• EXERCISES TO COMPLETE
A: Using the guide on moving zeros, decide whether each statement agrees with it: (i) the logic of Approach 2 differs from that of Approach 1; (ii) Approach 1 changes the array in place without using additional memory; (iii) the functions swap elements even when the current element is already in its correct position. Answer yes or no for each, quoting the words of the guide that settle it.
B: Reproduce the guide on moving zeros from "2. Iterate through" up to and including "a constant-time operation.", renaming "count" to "pos" wherever it occurs.

• SOURCE PASSAGE

Moving Zeros to the End of an Array: A Comprehensive Guide

In programming, efficiently manipulating arrays is a common challenge. One such task is moving all zeros to the end of an array while maintaining the order of non-zero elements. In this blog, we’ll discuss two approaches to solve this problem, compare their implementations, and explore ways to optimize them.

---

The Problem Statement

Given an integer array, modify it in place to move all zero elements to the end while maintaining the relative order of the non-zero elements.

Example:

Input:
[0, 1, 0, 3, 12]

Output:
[1, 3, 12, 0, 0]

---

Approach 1: Basic Implementation

Code:

void pushZerosToEnd(int[] arr) {
    int count = 0; // Tracks the index to place the next non-zero element
    for (int i = 0; i < arr.length; i++) {
        if (arr[i] != 0) {
            int temp = arr[i];
            arr[i] = arr[count];
            arr[count] = temp;
            count++;
        }
    }
}

Logic:

1. Use a variable count to track the position where the next non-zero element should go.

2. Iterate through the array:

   • If the current element is non-zero:

     • Swap it with the element at the count index.

     • Increment count to the next position.

Time Complexity:

• O(n): We traverse the array once.

• Swapping is a constant-time operation.

Space Complexity:

• O(1): The array is modified in place without using additional memory.

---

Approach 2: Enhanced Readability with Comments

Code:

static void pushZerosToEnd(int[] arr) {
    int count = 0; // Pointer for the position of the next non-zero element
    for (int i = 0; i < arr.length; i++) {
        if (arr[i] != 0) {
            // Swap only if necessary
            int temp = arr[i];
            arr[i] = arr[count];
            arr[count] = temp;
            count++;
        }
    }
}

What’s Different?

• This version includes comments, explaining each step of the logic, making it beginner-friendly and easier to understand.

• However, the logic remains identical to the first approach.

---

Observations and Shortcomings of Both Approaches:

1. Unnecessary Swaps:

   • The functions swap elements even when the current element is already in its correct position (when i == count).

   • This results in redundant operations.

2. Clarity vs. Performance:

   • While the second version is more readable, neither approach minimizes swaps.

Entries for pointing to named objects:
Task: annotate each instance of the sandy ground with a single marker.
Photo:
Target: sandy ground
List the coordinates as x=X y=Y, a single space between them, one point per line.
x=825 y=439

• ANSWERS IN ORDER
A:
(i) No: "However, the logic remains identical to the first approach."
(ii) Yes: "The array is modified in place without using additional memory."
(iii) Yes: "The functions swap elements even when the current element is already in its correct position (when i == count)."

B:
2. Iterate through the array:

   • If the current element is non-zero:

     • Swap it with the element at the pos index.

     • Increment pos to the next position.

Time Complexity:

• O(n): We traverse the array once.

• Swapping is a constant-time operation.